A bet or an investment?
Some bright minds in finance don't buy all of the enthusiasm. Stephen Poloz, the former governor of the Bank of Canada, said in an interview that bitcoin is more of a speculative investment play than it is a currency.
"Even the pros who deal in bitcoin often use the word 'bet' rather than 'invest,' which suggests in our minds it's sufficiently volatile; it really is close to gambling as opposed to actual investment, since the asset itself has no intrinsic value," said Poloz, a special advisor at the law firm Osler, Hoskin & Harcourt.
"But that doesn't mean that it can't become mainstream."
Poloz said the Toronto Stock Exchange took important steps in this direction by listing two bitcoin exchange-traded funds. It means investors can put money into bitcoin under a regulated system of controls that ensure those investments are backed by the coins.
Dobson, the crypto token trader, said the funds traded on the stock market and other developments, such as PayPal's foray into bitcoin, represent the antithesis of why cryptocurrencies exist in the first place.
"Would you appreciate it if you agreed yesterday to buy a car paying in bitcoin and then you go to pick it up today and it cost you 16 percent more today than yesterday?- Stephen Poloz, former governor of the Bank of Canada
"The whole point of cryptocurrency is that it's peer-to-peer, decentralized digital currency; it's immutable, it's uncensorable, and it's yours, purely yours," he said.
"They don't give you access to withdraw your coins, so you never actually own them."
Dobson estimates that banks handle only 10 or 20 per cent of his finances and he manages the rest in crypto networks.
"Dollars don't make more dollars," he said, meaning he can make higher returns holding onto cryptos than national currencies, "so I keep basically everything I possibly can out of dollars. I do everything in my power to make sure that the amount of Canadian dollars that I'm holding is the smallest amount that I can get away with."
But Poloz argues bitcoin can't replace national currencies in part because it takes far longer to process transactions. If, for example, someone used bitcoin to buy a cup of coffee, the drink would likely be cold by the time the payment cleared. While the technology could theoretically improve to make payments faster, he said there is no fundamental value behind the coins, leaving the price vulnerable to wild swings.
"Would you appreciate it if you agreed yesterday to buy a car paying in bitcoin and then you go to pick it up today and it cost you 16 per cent more today than yesterday?" he said. "That's not the kind of volatility that you can endure in something that is being used for payments."
'A real seismic shift'
There is no shortage of predictions of where bitcoin's latest wave is headed. The financial services firm UBS Wealth Management reportedly warned investors there is little stopping cryptocurrency prices from falling to zero. U.S. Treasury Secretary Janet Yellen said she worries about potential investor losses.
Brown, the fintech academic from the U.K., said there probably will be a correction, or drop, in the price of bitcoin over the coming weeks and months, but he expects the appeal of a decentralized currency won't disappear.
"It allows them to move money without a payment intermediary," he said. "The idea of doing banking without a bank ... that is a paradigm that flies in the face of not just centuries of financial development but millennia. That's a real seismic shift."
Still, Brown doesn't believe bitcoin will someday dominate global finance. Where this is ultimately headed, he predicts, is a digital currency war.
There are three groups that Brown believes will be competing for supremacy: decentralized coins, like bitcoin; corporate coins, such as one launched by J.P. Morgan and the currency Facebook proposes; and, finally, future digital currencies backed by central banks.
"There's a three-way fight for the future of money."
────────────────────────────────────────
§ **Tasks to complete**:
1. Answer these questions from the bitcoin article:
(a) At which law firm is Stephen Poloz a special advisor?
(b) What share of his finances does Dobson estimate banks handle?
(c) Which three groups does Brown believe will compete for supremacy?
2. Can you turn the paragraph of the bitcoin article that begins "But Poloz argues bitcoin can't replace national currencies" into a short bulleted list that keeps its main points?
3. How would you say this sentence from the bitcoin article in Spanish: "Still, Brown doesn't believe bitcoin will someday dominate global finance."?

Text-to-region grounding rows:
────────────────────────────────────────
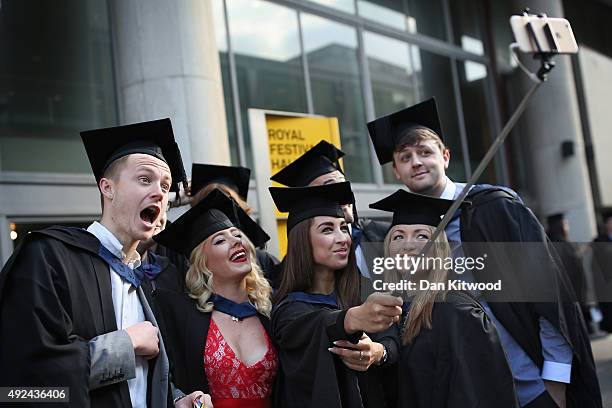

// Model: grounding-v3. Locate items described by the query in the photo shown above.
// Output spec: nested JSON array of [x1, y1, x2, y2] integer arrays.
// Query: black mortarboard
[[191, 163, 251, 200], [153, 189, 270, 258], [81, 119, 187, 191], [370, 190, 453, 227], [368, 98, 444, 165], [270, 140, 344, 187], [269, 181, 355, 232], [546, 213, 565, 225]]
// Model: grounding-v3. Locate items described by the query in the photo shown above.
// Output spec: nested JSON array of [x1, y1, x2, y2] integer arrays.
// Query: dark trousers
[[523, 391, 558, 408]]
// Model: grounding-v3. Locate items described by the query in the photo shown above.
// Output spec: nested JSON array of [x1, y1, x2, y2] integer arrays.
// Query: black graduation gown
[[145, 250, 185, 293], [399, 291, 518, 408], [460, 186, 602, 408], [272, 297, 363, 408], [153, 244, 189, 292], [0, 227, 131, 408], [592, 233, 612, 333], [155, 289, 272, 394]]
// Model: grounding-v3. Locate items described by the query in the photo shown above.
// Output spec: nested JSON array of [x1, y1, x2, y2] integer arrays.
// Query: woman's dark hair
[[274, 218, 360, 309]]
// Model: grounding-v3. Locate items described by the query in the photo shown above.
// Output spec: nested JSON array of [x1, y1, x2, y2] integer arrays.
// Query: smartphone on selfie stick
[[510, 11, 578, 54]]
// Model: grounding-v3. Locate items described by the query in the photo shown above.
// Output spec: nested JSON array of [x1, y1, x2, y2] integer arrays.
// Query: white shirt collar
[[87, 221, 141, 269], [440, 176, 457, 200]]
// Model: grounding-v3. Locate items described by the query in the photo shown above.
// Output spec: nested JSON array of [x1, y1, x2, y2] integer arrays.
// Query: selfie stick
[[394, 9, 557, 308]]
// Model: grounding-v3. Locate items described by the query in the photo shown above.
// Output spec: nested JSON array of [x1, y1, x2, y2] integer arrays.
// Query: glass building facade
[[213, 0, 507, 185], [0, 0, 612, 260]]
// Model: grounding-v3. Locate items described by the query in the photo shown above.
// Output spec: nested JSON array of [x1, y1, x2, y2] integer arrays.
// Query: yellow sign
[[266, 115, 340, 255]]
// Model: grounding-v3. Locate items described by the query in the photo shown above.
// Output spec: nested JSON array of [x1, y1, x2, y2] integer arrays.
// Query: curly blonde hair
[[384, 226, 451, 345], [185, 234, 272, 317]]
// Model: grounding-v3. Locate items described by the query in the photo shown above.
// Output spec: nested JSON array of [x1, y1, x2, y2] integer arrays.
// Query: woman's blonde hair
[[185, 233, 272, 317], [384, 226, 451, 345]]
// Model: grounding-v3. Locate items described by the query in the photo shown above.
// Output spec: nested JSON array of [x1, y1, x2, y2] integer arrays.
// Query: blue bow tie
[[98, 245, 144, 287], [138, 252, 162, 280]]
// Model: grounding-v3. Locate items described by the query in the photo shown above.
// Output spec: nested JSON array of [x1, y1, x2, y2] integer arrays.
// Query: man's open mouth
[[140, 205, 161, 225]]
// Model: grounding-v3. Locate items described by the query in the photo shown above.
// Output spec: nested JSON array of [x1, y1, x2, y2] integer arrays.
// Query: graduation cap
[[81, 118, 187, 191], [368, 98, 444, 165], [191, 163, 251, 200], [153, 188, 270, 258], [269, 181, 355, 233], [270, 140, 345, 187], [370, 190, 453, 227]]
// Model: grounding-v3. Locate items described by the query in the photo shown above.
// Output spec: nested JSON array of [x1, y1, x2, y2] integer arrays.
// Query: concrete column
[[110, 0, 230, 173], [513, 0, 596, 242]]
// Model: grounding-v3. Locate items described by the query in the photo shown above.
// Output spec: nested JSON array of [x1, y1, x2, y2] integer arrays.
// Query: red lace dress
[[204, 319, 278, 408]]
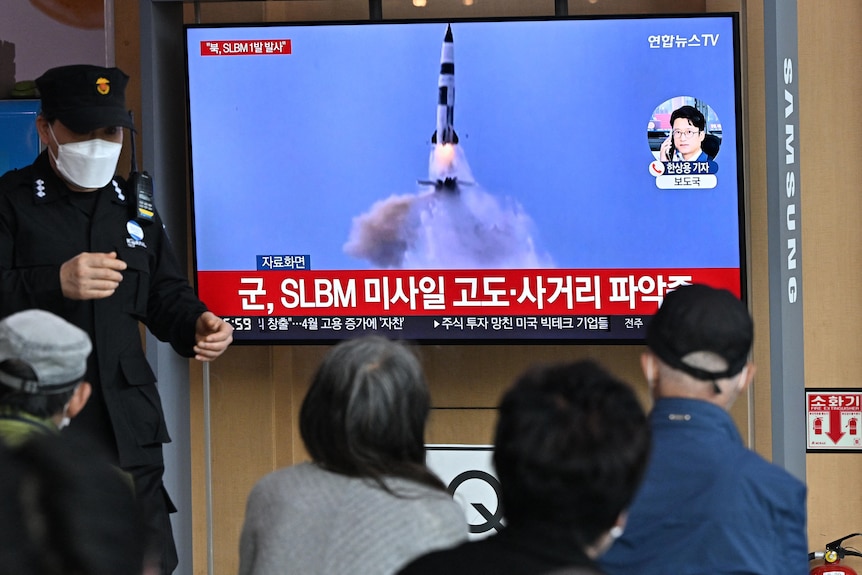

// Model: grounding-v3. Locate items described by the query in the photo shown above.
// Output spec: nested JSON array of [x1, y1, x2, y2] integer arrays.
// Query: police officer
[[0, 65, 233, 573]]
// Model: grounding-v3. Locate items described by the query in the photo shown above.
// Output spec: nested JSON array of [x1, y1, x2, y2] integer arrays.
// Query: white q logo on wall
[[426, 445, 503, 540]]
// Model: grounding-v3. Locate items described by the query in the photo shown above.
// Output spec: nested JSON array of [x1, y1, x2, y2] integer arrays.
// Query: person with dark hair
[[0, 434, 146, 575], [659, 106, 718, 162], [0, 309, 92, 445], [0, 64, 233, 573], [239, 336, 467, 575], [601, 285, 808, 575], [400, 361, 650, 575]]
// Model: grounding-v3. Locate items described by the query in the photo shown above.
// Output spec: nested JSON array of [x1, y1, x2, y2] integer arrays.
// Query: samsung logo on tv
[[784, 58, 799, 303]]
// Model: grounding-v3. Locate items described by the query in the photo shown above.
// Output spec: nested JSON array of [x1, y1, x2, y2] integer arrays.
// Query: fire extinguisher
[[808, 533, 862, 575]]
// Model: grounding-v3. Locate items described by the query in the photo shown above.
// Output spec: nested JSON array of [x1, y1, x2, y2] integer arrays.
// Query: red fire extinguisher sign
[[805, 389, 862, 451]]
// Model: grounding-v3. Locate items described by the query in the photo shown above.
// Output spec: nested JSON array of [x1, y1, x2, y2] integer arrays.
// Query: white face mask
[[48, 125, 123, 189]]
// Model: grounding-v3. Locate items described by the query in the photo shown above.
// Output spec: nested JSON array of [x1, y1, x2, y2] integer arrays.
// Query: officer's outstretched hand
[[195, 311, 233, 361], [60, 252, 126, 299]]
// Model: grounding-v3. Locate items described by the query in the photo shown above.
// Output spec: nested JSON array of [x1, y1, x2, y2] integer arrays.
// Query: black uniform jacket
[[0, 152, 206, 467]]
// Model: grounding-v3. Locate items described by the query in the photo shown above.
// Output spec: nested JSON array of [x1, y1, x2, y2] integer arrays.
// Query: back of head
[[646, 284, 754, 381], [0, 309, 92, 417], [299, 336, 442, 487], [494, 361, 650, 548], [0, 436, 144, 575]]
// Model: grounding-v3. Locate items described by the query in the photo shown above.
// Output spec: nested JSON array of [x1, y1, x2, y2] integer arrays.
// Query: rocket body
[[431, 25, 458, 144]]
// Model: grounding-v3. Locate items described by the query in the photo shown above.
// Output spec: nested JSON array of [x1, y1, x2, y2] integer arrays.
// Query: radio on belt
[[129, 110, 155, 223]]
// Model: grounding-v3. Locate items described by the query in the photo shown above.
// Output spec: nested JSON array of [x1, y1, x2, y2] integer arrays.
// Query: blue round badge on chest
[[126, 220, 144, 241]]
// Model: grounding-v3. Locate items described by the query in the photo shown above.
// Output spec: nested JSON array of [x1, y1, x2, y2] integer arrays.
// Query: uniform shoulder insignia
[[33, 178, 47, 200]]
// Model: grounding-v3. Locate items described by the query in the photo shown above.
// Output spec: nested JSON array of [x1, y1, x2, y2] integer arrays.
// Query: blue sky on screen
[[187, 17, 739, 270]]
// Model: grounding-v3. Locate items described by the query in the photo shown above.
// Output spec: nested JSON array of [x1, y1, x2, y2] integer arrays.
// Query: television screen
────────────────────────────────────────
§ **Task answers**:
1.
(a) Osler, Hoskin & Harcourt.
(b) Only 10 or 20 percent.
(c) Decentralized coins like bitcoin, corporate coins such as J.P. Morgan's coin and the currency Facebook proposes, and future digital currencies backed by central banks.

2.
- Poloz argues bitcoin can't replace national currencies, partly because its transactions take far longer to process.
- For example, a coffee bought with bitcoin would likely be cold before the payment cleared.
- The technology could theoretically make payments faster.
- He says the coins have no fundamental value, which leaves the price open to wild swings.

3. Aun así, Brown no cree que el bitcoin llegue a dominar algún día las finanzas globales.